- WHAT YOU WILL DO: From the glycogen metabolism notes, extract everything from "Glycogen Degradation" down to "degradation of glycogen." word for word.

Glycogen Metabolism and the Pentose Pathway Notes

Lecture Overview

  • Topic: Glycogen Metabolism and the Pentose Pathway.

  • Focus: Synthesis and breakdown of glycogen, major carbohydrate storage in humans, and mechanisms for generating NADPH via the pentose pathway.

Glycogen Storage

  • Definition: Glycogen is a glucose polymer and serves as the primary form of carbohydrate storage in the liver and muscles of humans.

  • Structure:

    • Composed of α-1,4 linked glucose units with α-1,6 branches occurring every 10-12 glucose units.

    • Contains approximately 90% 1-4-linked and 10% 1-6-linked glucose units.

    • Extensive branching allows for multiple non-reducing ends for enzymatic hydrolysis, with only one reducing end for mutarotation.

Glycogen Degradation

  • Enzyme Involved: Phosphorylase a cleaves glycogen at non-reducing ends, releasing glucose-1-P units.

    • This reaction favors product formation.

  • Challenges: Phosphorylase a cannot cleave near 1,6 branch points, necessitating:

    • Transferase enzyme: Converts 1,6 branches into linear 1,4-linked glucose units.

    • α-1,6-glucosidase enzyme: Facilitates further degradation of glycogen.

Glycogen Synthesis

  • Process: Reversal of glycogen breakdown, needing energy input due to the exergonic nature of degradation.

  • Key Enzymes:

    • Involves different enzymes than those used for breakdown; specifically:

      • UDP-glucose pyrophosphorylase: Converts glucose-1-P and UTP to UDP-glucose, releasing inorganic pyrophosphate (PPi).

      • Inorganic pyrophosphatase: Hydrolyzes PPi, facilitating the overall reaction.

      • Glycogen synthetase: Transfers glucose from UDP-glucose to glycogen’s non-reducing end, releasing UDP.

Regulation of Glycogen Metabolism

  • Different Enzyme Systems: Synthesis and degradation use distinct enzymes to prevent energy-wasting futile cycles.

  • Hormonal Regulation:

    • Definition: Hormones are organic compounds synthesized in one tissue and exerting effects on metabolic processes in another.

Records from a dataset:
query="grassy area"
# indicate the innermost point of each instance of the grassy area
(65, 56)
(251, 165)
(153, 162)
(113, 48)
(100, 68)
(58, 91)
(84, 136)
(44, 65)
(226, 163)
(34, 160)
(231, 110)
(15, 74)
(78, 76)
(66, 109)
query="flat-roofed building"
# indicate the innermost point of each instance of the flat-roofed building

- EXERCISE OUTPUT:
Glycogen Degradation

  • Enzyme Involved: Phosphorylase a cleaves glycogen at non-reducing ends, releasing glucose-1-P units.

    • This reaction favors product formation.

  • Challenges: Phosphorylase a cannot cleave near 1,6 branch points, necessitating:

    • Transferase enzyme: Converts 1,6 branches into linear 1,4-linked glucose units.

    • α-1,6-glucosidase enzyme: Facilitates further degradation of glycogen.